What is expected
Below are the entries. Set down exactly the line containing "with detecting dark" and each line after it.

Records supplied
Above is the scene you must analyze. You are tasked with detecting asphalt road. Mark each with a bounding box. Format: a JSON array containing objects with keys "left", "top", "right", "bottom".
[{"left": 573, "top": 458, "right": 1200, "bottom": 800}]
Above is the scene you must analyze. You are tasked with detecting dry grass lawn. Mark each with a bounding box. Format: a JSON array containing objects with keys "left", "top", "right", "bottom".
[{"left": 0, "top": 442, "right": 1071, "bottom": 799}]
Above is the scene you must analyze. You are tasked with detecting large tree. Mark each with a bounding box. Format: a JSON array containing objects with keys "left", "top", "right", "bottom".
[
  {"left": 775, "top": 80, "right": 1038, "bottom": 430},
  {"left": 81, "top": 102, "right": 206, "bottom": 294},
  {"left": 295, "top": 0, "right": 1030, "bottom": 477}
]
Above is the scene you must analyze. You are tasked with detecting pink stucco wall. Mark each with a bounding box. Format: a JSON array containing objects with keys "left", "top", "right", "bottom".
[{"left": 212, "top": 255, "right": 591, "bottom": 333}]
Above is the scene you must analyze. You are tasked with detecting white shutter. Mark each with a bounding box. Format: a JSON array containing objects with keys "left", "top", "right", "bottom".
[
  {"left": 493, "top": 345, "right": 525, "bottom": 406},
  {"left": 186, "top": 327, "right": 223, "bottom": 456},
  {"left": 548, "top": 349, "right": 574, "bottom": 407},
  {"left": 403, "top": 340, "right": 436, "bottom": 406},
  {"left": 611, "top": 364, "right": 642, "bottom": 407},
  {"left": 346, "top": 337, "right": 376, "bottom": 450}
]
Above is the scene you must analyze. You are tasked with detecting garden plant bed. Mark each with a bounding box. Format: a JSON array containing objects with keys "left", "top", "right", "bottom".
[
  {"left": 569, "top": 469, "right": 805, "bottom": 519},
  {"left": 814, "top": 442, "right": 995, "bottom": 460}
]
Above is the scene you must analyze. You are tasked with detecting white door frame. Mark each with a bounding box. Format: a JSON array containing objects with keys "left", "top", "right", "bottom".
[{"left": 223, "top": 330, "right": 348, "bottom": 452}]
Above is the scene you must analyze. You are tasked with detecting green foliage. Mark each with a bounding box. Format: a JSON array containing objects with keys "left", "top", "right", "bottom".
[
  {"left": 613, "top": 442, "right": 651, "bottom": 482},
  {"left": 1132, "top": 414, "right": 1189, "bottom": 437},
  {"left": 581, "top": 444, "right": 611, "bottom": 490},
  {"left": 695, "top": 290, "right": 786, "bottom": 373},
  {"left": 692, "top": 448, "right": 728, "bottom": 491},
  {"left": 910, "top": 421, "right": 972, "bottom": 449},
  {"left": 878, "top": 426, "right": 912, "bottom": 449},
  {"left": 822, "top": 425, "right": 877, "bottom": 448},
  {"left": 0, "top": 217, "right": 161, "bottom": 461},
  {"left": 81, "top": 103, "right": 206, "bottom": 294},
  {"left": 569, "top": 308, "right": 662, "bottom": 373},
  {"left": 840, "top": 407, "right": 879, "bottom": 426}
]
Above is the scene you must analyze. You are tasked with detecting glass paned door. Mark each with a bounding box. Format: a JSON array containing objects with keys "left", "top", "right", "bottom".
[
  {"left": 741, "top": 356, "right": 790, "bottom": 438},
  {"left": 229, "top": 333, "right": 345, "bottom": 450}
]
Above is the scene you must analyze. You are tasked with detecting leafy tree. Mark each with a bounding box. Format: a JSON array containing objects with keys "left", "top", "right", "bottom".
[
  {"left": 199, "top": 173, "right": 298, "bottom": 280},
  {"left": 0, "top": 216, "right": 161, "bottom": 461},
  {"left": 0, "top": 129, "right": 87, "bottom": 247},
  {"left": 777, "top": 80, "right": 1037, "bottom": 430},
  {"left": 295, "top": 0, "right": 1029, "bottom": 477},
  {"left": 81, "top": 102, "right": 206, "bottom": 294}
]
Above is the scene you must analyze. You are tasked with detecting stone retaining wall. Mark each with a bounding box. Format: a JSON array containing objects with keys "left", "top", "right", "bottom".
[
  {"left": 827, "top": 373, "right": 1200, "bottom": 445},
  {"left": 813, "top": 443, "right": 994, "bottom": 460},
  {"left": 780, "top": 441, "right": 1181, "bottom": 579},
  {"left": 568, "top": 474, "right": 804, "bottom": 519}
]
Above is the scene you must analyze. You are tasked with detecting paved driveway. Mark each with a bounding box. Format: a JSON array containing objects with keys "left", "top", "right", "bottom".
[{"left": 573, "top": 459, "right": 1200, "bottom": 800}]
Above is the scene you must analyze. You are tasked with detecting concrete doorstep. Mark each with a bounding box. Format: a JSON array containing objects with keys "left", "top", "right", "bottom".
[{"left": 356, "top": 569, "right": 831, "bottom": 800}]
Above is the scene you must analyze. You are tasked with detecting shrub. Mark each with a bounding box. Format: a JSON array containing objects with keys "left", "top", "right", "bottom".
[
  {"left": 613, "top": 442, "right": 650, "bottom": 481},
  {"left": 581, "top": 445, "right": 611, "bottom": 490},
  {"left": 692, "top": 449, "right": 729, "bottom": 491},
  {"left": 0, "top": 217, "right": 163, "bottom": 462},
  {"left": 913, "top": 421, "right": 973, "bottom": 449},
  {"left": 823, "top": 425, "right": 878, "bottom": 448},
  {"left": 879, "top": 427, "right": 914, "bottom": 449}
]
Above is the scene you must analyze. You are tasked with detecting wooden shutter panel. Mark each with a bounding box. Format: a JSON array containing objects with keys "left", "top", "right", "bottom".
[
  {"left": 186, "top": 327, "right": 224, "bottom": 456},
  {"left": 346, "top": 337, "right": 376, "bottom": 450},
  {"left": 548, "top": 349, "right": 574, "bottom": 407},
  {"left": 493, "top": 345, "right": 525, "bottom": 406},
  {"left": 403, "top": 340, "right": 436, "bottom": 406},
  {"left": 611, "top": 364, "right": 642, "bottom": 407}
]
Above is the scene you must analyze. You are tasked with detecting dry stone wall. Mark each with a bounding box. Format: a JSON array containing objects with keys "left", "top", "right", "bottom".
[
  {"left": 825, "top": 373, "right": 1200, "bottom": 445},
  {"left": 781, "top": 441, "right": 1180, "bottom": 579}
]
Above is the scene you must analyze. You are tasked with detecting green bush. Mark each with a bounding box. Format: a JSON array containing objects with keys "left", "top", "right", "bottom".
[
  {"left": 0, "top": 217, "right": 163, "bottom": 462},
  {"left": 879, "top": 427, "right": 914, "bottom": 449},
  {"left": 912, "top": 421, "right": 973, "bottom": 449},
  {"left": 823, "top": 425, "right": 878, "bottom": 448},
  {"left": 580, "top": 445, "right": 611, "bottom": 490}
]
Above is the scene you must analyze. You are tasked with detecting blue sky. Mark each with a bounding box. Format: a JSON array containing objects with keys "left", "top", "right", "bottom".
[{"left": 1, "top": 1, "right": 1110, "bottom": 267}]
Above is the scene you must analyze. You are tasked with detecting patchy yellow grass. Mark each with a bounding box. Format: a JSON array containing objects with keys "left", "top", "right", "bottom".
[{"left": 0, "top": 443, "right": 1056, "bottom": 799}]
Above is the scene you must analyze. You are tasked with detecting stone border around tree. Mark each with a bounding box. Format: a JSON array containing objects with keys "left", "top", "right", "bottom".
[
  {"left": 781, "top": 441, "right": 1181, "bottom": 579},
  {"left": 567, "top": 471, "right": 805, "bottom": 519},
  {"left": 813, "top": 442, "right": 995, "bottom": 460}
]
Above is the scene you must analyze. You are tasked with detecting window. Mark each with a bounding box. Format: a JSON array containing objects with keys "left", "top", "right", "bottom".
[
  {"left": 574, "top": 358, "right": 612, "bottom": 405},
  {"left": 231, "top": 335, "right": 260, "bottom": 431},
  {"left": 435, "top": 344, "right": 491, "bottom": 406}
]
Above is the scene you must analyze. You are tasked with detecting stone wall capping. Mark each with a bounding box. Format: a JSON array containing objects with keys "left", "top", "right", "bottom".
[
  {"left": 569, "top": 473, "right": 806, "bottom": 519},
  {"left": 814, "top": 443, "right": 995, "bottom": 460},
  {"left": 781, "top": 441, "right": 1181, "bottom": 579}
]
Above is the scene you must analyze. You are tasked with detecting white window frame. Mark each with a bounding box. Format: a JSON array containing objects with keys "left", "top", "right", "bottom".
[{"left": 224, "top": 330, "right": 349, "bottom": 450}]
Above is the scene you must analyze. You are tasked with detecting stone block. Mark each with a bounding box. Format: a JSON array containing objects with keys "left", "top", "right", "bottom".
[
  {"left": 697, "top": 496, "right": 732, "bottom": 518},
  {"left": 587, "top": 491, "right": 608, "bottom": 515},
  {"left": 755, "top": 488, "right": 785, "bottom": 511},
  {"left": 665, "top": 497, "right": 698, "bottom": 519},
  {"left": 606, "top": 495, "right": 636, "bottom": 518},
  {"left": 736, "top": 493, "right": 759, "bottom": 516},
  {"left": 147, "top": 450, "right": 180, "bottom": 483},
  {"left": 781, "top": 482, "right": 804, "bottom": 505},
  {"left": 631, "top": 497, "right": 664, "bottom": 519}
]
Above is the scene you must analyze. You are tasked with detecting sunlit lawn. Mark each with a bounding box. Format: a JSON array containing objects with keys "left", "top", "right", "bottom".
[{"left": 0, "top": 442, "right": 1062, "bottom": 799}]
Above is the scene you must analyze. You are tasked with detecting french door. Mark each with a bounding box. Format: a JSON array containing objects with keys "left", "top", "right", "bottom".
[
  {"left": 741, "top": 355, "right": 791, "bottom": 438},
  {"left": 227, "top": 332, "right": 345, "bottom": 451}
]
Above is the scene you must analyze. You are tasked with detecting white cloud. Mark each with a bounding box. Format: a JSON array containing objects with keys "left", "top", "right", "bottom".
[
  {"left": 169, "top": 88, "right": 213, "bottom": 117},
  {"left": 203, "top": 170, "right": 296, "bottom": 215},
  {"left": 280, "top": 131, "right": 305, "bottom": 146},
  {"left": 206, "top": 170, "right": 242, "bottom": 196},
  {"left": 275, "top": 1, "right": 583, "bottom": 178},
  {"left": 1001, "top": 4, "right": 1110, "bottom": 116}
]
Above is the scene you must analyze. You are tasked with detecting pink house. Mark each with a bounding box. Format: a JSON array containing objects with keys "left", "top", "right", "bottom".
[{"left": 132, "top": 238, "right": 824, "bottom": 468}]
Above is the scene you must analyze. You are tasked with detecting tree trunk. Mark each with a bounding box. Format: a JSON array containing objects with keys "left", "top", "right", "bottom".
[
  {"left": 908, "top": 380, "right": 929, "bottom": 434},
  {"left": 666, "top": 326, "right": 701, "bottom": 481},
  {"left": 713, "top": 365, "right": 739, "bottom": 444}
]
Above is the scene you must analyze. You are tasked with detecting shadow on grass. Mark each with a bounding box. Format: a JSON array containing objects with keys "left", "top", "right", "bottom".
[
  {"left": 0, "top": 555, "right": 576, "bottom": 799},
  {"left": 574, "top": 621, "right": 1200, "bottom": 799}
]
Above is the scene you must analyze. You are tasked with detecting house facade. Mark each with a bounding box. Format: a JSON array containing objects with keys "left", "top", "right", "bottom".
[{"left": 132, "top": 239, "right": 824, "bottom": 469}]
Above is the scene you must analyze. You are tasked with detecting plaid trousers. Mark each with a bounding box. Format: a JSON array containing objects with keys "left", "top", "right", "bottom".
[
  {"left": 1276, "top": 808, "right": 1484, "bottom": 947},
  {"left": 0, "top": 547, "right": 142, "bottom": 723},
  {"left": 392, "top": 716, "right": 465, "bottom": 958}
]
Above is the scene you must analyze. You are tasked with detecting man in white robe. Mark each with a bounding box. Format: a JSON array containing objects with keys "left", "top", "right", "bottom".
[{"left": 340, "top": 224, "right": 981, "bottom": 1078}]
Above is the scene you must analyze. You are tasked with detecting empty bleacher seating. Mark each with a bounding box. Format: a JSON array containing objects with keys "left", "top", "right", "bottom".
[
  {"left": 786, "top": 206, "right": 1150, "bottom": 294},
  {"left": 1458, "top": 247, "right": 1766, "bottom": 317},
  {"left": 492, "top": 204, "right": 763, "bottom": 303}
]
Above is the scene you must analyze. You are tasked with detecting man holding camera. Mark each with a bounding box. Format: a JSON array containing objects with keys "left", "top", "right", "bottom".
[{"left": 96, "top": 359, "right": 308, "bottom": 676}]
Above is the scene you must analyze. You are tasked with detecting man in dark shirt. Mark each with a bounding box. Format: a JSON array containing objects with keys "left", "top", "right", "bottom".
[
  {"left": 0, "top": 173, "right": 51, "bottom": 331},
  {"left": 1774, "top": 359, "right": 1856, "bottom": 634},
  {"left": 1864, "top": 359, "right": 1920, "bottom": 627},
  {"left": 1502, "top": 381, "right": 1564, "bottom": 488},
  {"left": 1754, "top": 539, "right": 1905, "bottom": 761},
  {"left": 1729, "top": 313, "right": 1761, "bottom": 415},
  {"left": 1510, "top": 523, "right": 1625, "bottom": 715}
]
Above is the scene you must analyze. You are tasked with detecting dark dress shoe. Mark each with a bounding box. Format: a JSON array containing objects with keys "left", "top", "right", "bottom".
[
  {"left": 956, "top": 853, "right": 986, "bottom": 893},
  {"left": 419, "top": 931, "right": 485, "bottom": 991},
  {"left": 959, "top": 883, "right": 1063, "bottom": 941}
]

Exercise output
Above is the scene you must analyze. You are tasked with detecting dark dress shoe. Mark each with a bounding box. Format: a JSON array containing objects with keys "left", "top", "right", "bottom".
[
  {"left": 956, "top": 853, "right": 986, "bottom": 893},
  {"left": 419, "top": 931, "right": 485, "bottom": 991},
  {"left": 959, "top": 883, "right": 1063, "bottom": 941}
]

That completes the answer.